▶ What you should do
Can you carry on the Topology Service latency write-up from its last line?

Multi-regional configurations under consideration:

  • nam3: Read-write replicas in east of US, and optional replicas in Europe and Asia
  • nam11: Read-write replicas across multiple North American regions
  • nam-eur-asia3: Read-write across North America, and read only across Europe and Asia

Client Side Latency Testing

We tested the latency between various GCP regions and the current Topology Service hosted in us-east1/us-central1 to mimic our production environment where HTTP Router can send requests to it from all over the globe. Testing was performed using GCP VMs running k6 load testing tool, which provides an indication of cross-region latency patterns.

Test VMs were created in the following regions:

  • asia-east1-a (n1-standard-4)
  • europe-west1-b (n1-standard-4)
  • us-east1 (n1-standard-4)
  • us-central1 (n1-standard-4)

The k6 test script made POST requests to the Topology Service’s /v1/classify endpoint with a single virtual user over 30 seconds.

K6s Latency Testing Methodology

See this Comment for further details

import http from 'k6/http';
import { check } from 'k6';

export const options = {
  vus: 1, // Number of virtual users
  duration: '30s', // Test duration
};

export default function() {
  const url = 'https://topology-rest.runway.gitlab.net/v1/classify';
  const payload = JSON.stringify({
    type: "CELL_ID",
    value: "2"

▶ Records
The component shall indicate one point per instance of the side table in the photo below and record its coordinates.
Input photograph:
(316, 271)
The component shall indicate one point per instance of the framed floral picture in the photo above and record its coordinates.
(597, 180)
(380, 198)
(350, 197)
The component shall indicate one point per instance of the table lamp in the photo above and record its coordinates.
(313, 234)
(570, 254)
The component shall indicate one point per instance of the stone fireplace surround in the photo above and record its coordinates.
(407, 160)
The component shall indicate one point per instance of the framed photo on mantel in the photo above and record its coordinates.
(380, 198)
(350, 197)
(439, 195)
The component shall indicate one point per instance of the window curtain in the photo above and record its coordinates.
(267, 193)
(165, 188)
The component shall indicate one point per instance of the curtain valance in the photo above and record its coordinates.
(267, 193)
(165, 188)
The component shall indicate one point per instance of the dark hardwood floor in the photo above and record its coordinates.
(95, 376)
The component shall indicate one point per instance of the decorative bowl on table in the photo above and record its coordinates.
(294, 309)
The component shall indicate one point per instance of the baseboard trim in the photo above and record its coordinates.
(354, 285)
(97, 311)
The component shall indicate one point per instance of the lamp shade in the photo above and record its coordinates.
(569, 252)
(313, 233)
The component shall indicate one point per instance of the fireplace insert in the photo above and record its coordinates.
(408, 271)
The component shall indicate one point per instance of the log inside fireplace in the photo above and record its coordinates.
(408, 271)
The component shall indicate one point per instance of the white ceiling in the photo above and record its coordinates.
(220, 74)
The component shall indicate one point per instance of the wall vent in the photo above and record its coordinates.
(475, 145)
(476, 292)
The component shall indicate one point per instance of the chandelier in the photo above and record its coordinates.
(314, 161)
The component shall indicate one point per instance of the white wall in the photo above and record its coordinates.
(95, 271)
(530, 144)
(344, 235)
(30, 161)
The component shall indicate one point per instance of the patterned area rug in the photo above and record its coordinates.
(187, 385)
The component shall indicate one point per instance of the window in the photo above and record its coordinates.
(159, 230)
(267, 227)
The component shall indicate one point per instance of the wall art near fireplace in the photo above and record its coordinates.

▶ Right answer
  });

  const params = {
    headers: {
      'Content-Type': 'application/json',
    },
  };

  const response = http.post(url, payload, params);

  // Check if the request was successful
  check(response, {
    'status is 200': (r) => r.status === 200,
  });
}

Results

Baseline Configuration (us-east1/us-central1 deployment):

Run us-east1 europe-west1-b asia-east1-c
1 11.57ms 105.69ms 182.41ms
2 11.27ms 106.12ms 188.10ms
3 12.04ms 105.12ms 182.79ms
Avg 11.63ms 105.64ms 184.43ms

Multi-Regional Configuration (us-east1/us-central1/europe-west1/asia-east1 deployment):

Run us-east1 europe-west1 asia-east1 us-central1
1 14.35ms 17.59ms 11.48ms 31.30ms
2 14.82ms 18.12ms 11.23ms 32.87ms
3 13.92ms 17.21ms 11.79ms 30.76ms
Avg 14.36ms 17.64ms 11.50ms 31.64ms

Analysis

The latency testing reveals significant improvements for international regions when using multi-regional deployment:

  • Europe latency improvement: 83% reduction (105.64ms → 17.64ms)
  • Asia latency improvement: 94% reduction (184.43ms → 11.50ms)
  • US East Coast: Slight increase (11.63ms → 14.36ms) due to distributed routing

These results demonstrate that while our proposed nam11 configuration serves North American users well, there would be substantial performance benefits for future EU or Asia-based deployments if we migrate to nam-eur-asia3.

Server Side Latency

Spanner uses Paxos for replication. In multi-regional a successful write means that it’s done on both regions. Both regions need to have low latency between them to speed up the writes. The Performance Dashboard below shows that the least amount of latency is between us-east1 and us-east4 which are the regions for nam3.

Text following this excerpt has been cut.